__WHAT YOU ARE ASKED TO DO__:
Lay out the material from the line containing "Expected behaviour: mark a point on the dark headscarf, one" through the line containing "[[235, 280], [211, 254]]" as a two-column CSV with the headers instruction and answer, one row per item. Put each field in double quotes and replace any line breaks inside it with spaces.

__ENTRIES PROVIDED__:
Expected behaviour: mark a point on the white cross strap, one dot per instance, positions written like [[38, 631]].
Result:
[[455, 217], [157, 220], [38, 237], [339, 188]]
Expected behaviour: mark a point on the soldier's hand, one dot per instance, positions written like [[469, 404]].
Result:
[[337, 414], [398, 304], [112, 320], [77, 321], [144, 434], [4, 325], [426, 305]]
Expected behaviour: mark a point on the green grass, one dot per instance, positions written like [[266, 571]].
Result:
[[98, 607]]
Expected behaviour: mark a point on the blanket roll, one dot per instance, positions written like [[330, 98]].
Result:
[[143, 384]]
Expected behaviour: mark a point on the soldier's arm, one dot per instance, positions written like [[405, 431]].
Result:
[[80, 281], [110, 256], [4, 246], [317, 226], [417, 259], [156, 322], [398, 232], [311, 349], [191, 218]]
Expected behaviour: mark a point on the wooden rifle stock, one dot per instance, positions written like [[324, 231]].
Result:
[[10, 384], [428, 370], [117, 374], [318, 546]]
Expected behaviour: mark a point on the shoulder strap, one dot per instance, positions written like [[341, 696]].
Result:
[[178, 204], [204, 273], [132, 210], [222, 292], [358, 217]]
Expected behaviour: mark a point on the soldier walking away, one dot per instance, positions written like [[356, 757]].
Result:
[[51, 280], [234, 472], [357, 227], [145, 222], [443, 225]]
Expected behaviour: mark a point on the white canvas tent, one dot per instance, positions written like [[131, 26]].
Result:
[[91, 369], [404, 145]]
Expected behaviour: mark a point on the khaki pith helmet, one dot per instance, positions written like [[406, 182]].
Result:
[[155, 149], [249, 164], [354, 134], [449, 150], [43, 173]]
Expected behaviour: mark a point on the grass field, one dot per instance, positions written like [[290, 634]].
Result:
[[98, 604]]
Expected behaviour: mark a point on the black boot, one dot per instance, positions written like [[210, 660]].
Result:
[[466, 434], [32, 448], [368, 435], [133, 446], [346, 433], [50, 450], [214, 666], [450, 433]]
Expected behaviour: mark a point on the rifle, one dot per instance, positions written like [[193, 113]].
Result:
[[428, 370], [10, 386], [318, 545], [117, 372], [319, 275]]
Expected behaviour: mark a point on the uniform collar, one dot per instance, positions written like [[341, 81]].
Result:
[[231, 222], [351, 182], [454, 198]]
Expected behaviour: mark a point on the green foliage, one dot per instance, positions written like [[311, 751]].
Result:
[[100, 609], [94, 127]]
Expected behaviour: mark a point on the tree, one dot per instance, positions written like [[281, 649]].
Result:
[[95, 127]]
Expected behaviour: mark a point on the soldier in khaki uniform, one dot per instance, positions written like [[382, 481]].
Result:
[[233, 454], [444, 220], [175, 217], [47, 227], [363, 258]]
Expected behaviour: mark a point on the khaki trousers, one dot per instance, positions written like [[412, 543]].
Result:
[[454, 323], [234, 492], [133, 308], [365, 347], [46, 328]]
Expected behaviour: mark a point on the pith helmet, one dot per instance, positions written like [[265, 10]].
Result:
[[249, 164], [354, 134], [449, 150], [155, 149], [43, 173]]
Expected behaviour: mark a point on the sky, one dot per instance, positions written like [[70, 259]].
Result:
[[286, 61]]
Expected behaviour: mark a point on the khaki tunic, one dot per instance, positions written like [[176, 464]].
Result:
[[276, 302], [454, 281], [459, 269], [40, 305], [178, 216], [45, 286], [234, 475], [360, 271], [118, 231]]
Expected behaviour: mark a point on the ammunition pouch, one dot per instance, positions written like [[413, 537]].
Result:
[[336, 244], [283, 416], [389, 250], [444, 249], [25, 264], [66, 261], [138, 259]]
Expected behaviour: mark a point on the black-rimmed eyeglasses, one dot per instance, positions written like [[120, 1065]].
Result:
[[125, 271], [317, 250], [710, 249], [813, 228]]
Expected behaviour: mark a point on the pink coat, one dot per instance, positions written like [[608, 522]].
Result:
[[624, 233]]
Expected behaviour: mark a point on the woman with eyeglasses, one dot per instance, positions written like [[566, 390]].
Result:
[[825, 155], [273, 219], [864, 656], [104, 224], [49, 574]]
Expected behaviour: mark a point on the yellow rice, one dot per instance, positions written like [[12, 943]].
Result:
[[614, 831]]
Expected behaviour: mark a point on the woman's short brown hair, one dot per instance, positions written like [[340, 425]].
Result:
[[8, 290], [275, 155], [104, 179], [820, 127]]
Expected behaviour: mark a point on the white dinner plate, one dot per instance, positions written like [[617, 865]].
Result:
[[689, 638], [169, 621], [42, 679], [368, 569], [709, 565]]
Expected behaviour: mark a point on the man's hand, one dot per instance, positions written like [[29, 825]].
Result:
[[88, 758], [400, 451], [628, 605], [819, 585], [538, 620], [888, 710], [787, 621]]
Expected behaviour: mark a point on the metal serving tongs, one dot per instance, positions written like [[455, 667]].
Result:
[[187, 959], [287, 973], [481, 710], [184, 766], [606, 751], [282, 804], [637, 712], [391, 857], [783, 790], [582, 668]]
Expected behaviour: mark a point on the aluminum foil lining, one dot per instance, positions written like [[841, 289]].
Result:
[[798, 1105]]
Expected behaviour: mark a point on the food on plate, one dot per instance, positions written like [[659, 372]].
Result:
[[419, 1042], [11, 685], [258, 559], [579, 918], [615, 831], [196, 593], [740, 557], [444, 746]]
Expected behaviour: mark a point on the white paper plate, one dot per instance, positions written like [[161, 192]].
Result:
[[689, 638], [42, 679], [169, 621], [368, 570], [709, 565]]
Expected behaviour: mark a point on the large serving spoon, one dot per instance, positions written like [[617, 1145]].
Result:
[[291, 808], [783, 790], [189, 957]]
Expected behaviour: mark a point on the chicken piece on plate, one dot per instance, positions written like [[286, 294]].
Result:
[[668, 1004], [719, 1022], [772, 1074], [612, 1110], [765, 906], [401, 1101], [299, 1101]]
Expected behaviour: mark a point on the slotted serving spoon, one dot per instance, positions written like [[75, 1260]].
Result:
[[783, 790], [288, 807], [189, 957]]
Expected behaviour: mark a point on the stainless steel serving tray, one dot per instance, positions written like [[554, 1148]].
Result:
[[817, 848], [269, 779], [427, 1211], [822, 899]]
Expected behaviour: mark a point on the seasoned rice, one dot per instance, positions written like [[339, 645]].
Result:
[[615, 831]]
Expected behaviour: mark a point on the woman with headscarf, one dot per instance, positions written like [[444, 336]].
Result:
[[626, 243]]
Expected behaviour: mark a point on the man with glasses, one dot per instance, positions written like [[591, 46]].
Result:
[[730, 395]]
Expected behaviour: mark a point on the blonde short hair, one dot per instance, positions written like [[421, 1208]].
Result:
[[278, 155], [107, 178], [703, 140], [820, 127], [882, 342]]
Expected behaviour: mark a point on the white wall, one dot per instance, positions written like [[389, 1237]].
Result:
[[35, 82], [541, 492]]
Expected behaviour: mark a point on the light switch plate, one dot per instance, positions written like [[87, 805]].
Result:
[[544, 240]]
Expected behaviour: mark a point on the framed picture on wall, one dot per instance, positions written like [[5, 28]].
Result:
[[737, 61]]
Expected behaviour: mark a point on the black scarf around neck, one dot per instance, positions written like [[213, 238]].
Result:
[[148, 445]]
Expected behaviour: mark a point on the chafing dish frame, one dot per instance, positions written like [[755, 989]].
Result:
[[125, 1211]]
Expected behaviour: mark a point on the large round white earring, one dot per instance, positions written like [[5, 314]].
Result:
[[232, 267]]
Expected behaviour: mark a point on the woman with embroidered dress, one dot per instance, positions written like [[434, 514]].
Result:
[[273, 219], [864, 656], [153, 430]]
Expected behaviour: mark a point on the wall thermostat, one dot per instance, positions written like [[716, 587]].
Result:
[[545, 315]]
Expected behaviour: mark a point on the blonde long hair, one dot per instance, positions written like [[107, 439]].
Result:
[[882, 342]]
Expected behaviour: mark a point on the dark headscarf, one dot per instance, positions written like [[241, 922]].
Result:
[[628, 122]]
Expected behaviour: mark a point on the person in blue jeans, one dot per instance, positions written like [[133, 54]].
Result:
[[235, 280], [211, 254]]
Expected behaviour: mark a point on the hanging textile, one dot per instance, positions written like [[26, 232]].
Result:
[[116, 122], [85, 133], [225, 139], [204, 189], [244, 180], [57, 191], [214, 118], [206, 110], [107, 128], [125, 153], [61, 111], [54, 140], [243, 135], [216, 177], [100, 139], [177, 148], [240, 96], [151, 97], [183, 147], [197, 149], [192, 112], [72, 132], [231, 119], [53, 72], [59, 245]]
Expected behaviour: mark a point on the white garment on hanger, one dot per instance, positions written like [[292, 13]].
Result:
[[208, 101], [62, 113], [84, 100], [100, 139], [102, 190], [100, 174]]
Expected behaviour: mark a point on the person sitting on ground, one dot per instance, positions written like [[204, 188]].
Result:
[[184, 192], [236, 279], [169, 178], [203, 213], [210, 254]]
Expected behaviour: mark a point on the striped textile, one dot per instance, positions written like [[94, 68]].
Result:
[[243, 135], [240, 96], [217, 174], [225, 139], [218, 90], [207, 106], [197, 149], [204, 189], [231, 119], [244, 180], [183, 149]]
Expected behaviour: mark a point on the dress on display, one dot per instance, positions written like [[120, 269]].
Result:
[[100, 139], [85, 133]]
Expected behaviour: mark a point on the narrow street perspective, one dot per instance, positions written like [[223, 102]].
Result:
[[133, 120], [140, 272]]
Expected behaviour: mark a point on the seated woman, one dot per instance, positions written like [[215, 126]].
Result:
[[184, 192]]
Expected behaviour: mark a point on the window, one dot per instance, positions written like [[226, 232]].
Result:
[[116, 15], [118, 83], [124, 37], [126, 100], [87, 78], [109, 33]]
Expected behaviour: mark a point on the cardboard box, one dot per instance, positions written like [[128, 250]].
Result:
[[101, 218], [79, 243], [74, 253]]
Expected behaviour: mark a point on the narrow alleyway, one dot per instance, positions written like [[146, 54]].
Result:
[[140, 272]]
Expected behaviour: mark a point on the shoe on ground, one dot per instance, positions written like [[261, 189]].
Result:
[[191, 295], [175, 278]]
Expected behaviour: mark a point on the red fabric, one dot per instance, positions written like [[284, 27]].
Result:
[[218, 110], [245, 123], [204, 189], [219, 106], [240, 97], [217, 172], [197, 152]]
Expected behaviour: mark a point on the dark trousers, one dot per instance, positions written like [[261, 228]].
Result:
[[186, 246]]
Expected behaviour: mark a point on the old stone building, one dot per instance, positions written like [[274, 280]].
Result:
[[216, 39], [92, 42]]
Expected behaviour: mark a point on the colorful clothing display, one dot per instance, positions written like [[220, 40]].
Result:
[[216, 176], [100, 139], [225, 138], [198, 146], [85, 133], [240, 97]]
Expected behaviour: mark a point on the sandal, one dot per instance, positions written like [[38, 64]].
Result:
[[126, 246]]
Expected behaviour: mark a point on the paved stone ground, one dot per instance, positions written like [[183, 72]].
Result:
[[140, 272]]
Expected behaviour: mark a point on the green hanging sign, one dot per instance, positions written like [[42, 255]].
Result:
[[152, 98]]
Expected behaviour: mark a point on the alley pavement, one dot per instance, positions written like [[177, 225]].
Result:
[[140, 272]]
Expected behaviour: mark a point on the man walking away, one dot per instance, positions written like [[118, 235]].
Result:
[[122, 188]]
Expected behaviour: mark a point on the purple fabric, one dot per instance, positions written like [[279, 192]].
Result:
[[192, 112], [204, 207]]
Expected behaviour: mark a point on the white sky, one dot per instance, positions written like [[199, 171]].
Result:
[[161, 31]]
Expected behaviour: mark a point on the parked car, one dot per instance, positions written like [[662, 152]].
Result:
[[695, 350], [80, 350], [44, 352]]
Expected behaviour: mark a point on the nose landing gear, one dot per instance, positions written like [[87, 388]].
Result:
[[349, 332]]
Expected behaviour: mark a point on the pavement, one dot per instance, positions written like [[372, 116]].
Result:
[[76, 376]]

__RESPONSE TO THE EXERCISE__:
instruction,answer
"Expected behaviour: mark a point on the dark headscarf, one dot per instance, positions written like [[241, 922]]. Result:","[[628, 122]]"
"Expected behaviour: mark a point on the person in blue jeans, one dot per instance, positions written like [[133, 54]]. Result:","[[235, 280], [211, 254]]"